__Assignment__.
Every entry needs to appear again exactly as written below.

__Records for the task__.
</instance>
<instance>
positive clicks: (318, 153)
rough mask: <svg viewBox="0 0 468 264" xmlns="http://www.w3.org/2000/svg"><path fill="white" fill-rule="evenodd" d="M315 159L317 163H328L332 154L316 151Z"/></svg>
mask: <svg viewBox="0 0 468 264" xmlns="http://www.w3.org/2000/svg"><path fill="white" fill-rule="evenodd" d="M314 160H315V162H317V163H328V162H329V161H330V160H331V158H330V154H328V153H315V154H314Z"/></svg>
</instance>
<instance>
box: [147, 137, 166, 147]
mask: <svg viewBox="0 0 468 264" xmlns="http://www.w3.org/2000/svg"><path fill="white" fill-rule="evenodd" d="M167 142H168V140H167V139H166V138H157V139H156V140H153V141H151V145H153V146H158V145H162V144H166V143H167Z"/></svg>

__Answer to the exercise__.
</instance>
<instance>
positive clicks: (318, 153)
rough mask: <svg viewBox="0 0 468 264" xmlns="http://www.w3.org/2000/svg"><path fill="white" fill-rule="evenodd" d="M315 159L317 163H328L332 154L316 151Z"/></svg>
mask: <svg viewBox="0 0 468 264" xmlns="http://www.w3.org/2000/svg"><path fill="white" fill-rule="evenodd" d="M314 160H315V162H317V163H328V162H329V161H330V160H331V158H330V154H328V153H315V154H314Z"/></svg>
</instance>
<instance>
box: [147, 137, 166, 147]
mask: <svg viewBox="0 0 468 264" xmlns="http://www.w3.org/2000/svg"><path fill="white" fill-rule="evenodd" d="M167 142H168V140H167V139H166V138H157V139H156V140H153V141H151V145H153V146H158V145H162V144H166V143H167Z"/></svg>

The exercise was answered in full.